**About this exercise**
Go to the line containing "of the front" in the records below and retype from there through the final line, exactly.

**Dataset records**
::::

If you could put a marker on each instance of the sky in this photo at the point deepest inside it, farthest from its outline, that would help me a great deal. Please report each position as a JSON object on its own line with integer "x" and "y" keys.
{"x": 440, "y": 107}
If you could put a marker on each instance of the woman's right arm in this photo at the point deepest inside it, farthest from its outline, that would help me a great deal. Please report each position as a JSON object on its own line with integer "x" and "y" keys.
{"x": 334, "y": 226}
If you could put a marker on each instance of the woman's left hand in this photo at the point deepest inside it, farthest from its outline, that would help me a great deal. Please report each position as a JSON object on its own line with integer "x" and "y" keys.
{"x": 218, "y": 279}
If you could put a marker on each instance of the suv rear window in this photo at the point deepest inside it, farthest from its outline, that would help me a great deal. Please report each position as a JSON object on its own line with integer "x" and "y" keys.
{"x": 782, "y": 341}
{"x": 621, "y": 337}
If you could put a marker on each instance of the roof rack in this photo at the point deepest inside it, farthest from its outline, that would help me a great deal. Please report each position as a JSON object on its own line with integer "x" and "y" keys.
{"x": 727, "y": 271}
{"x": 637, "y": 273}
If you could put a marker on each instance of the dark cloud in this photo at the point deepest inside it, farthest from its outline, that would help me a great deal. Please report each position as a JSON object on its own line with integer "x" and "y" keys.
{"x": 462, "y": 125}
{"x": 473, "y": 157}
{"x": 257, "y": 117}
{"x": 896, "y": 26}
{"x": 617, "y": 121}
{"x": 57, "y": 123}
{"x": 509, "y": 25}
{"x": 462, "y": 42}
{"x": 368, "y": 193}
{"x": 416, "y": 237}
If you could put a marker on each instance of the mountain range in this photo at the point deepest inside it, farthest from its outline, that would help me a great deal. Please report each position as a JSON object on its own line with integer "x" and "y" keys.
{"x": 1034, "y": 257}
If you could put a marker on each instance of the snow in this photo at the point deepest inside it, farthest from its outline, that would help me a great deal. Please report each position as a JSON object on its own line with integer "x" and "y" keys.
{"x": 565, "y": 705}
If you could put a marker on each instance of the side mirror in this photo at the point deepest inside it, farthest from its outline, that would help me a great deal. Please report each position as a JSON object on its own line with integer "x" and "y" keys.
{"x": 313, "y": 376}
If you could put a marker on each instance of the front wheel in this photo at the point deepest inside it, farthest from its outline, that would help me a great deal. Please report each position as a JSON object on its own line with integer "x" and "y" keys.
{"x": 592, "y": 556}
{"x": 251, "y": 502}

::::

**Completed task**
If you could put a marker on each instance of the front wheel in this photo at the point deepest inside it, farthest from its outline, that would help me a great deal. Please report each position as a JSON object on its own line with integer "x" and "y" keys.
{"x": 592, "y": 556}
{"x": 251, "y": 502}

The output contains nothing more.